EXERCISE SET
a: In the stove discussion, about how much power does each auger motor draw?
b: List every line of the records that contains the string "gray".
------ EXCERPTED TEXT
Back with more numbers later.
 
While I have not put a meter on my stove, I may tomorrow if someone else doesn't
give more accurate numbers, I think I was being generous
with the 300W. I'd bet it's closer to 200, than 3.

To consume that much more power, that igniter would be pushing around
the same power as a hotplate.. I wouldn't think that little igniter would be that big of draw. (?)

Dan.
 
While I have not put a meter on my stove, I may tomorrow if someone else doesn't
give more accurate numbers, I think I was being generous
with the 300W. I'd bet it's closer to 200, than 3.

To consume that much more power, that igniter would be pushing around
the same power as a hotplate.. I wouldn't think that little igniter would be that big of draw. (?)

Dan.
That igniter is about 300W
The combustion blower and convection blower are each around 100W if they are running full power all the time. and the auger motors are around 50W each although the upper auger only runs a fraction of the time.
So bottom line is:
If the stove was running full tilt 24/7/30 it could pull that much power.
 
That igniter is about 300W
The combustion blower and convection blower are each around 100W if they are running full power all the time. and the auger motors are around 50W each although the upper auger only runs a fraction of the time.
So bottom line is:
If the stove was running full tilt 24/7/30 it could pull that much power.

*close enough?
 
Yesterday was a good day to clean the stove, so out of curiosity,
and because of this thread, I decided to monitor the power consumption
of the stove when I restarted... in case others with similar stoves were
curious..
Pleasantly, it actually drew considerably less than I thought...
------------
------ SUPPLIED DATA
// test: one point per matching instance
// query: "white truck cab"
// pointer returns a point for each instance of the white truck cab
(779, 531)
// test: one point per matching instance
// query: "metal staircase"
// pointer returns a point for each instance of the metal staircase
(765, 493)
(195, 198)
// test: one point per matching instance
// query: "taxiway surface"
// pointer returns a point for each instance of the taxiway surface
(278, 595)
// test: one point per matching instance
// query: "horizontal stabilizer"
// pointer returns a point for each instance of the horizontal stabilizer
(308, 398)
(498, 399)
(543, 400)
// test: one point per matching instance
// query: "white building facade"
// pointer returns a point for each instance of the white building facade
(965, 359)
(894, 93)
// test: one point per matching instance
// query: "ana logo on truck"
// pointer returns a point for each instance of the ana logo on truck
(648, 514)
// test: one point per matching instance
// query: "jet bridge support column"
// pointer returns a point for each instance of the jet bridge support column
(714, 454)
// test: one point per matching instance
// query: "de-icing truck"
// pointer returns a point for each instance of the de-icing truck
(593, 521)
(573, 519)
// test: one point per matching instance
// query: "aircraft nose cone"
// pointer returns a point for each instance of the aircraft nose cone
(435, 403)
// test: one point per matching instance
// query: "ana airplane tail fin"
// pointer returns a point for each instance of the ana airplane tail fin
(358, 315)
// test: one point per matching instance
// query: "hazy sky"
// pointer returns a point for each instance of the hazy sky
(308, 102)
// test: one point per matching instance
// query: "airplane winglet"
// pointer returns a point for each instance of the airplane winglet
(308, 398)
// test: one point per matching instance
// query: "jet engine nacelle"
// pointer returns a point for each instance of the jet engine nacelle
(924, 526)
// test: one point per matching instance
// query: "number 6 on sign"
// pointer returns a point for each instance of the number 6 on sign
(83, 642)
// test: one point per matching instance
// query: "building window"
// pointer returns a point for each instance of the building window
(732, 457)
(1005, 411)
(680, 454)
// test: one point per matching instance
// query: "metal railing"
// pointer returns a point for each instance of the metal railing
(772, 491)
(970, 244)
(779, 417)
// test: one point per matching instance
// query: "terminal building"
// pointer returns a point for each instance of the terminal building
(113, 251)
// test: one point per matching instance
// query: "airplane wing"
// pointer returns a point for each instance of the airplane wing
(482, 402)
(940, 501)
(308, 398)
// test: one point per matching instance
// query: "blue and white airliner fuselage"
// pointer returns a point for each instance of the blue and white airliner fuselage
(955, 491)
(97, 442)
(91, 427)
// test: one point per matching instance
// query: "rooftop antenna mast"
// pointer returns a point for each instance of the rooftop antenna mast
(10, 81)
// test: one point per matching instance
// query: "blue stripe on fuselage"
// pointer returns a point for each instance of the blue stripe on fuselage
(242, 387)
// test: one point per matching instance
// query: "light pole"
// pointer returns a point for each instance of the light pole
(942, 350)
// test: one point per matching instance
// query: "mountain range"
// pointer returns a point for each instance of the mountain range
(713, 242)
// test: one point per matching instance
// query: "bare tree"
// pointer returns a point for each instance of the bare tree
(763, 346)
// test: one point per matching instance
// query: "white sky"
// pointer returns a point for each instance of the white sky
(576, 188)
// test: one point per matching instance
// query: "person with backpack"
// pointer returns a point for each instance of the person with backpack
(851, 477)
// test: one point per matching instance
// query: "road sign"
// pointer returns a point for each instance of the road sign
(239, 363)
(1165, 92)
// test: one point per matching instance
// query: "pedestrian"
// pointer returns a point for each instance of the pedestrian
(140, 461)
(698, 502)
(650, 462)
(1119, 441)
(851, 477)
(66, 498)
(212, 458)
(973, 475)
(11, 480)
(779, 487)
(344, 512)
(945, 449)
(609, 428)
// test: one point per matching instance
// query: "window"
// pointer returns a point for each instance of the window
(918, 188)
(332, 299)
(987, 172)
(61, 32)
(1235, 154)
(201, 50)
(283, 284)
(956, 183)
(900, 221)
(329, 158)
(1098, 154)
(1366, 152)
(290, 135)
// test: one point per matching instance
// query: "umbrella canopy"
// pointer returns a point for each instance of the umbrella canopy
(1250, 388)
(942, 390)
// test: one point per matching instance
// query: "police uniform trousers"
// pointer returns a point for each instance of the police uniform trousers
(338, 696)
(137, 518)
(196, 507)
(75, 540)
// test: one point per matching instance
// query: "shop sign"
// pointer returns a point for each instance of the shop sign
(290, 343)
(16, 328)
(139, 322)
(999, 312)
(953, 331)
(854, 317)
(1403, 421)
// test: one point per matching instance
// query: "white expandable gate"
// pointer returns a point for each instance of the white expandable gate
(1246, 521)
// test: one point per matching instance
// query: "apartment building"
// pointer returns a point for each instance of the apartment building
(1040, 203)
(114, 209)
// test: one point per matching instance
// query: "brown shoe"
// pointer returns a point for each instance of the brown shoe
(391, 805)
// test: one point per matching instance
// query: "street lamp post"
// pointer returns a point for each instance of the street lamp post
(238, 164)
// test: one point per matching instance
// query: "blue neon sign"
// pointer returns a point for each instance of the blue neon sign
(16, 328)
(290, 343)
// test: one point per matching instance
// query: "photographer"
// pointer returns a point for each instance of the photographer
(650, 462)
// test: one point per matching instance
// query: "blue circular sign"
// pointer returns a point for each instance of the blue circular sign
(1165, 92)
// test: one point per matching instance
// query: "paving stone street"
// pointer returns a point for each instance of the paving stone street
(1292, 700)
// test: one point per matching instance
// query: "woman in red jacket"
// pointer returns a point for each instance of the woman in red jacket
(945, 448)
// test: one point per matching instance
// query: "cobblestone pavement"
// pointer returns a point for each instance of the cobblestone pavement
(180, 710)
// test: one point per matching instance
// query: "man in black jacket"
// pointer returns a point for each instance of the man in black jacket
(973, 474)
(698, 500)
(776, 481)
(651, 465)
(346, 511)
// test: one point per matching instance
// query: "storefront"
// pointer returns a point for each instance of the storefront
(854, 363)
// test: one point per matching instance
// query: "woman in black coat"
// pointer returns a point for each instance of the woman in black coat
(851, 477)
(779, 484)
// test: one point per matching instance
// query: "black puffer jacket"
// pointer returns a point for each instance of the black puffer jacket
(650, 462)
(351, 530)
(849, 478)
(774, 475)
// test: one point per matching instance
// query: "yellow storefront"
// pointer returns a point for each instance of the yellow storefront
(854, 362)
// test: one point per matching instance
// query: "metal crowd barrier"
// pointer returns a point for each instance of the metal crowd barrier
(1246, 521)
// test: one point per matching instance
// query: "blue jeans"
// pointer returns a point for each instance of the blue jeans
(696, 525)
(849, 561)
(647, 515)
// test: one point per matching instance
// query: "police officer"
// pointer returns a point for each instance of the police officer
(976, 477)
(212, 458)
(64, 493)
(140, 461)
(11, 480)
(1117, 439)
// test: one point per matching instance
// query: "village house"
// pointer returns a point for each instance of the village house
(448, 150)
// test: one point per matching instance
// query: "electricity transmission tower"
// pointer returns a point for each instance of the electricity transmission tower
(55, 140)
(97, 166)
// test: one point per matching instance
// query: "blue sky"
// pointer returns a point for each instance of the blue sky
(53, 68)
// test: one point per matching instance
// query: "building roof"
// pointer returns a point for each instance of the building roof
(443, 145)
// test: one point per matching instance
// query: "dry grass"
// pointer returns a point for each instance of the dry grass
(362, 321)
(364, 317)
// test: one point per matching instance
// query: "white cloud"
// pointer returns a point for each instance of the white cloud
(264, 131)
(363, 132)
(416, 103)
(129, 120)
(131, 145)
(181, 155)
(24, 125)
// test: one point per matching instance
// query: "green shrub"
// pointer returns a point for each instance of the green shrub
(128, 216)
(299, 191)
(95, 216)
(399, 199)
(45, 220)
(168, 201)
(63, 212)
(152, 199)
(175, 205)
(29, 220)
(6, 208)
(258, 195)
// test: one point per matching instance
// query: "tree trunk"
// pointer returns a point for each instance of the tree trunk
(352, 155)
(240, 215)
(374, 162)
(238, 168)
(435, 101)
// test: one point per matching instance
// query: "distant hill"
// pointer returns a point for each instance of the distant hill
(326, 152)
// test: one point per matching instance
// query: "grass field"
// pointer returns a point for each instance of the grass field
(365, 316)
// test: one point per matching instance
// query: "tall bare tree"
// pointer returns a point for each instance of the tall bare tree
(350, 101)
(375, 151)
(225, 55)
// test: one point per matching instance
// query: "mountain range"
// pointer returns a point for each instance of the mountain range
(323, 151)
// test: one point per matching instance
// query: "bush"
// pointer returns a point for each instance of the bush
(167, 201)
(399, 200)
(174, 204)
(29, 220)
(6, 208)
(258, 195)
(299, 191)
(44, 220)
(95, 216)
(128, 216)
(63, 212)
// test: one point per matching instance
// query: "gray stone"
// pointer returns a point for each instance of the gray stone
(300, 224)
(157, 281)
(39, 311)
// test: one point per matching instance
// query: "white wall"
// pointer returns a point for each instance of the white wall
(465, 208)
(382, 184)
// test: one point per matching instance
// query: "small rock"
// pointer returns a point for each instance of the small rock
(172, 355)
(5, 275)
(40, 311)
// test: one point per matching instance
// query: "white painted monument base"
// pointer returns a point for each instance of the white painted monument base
------------
SOLUTIONS TO THE TASKS
a: Around 50W each.

b:
// query: "gray stone"
// pointer returns a point for each instance of the gray stone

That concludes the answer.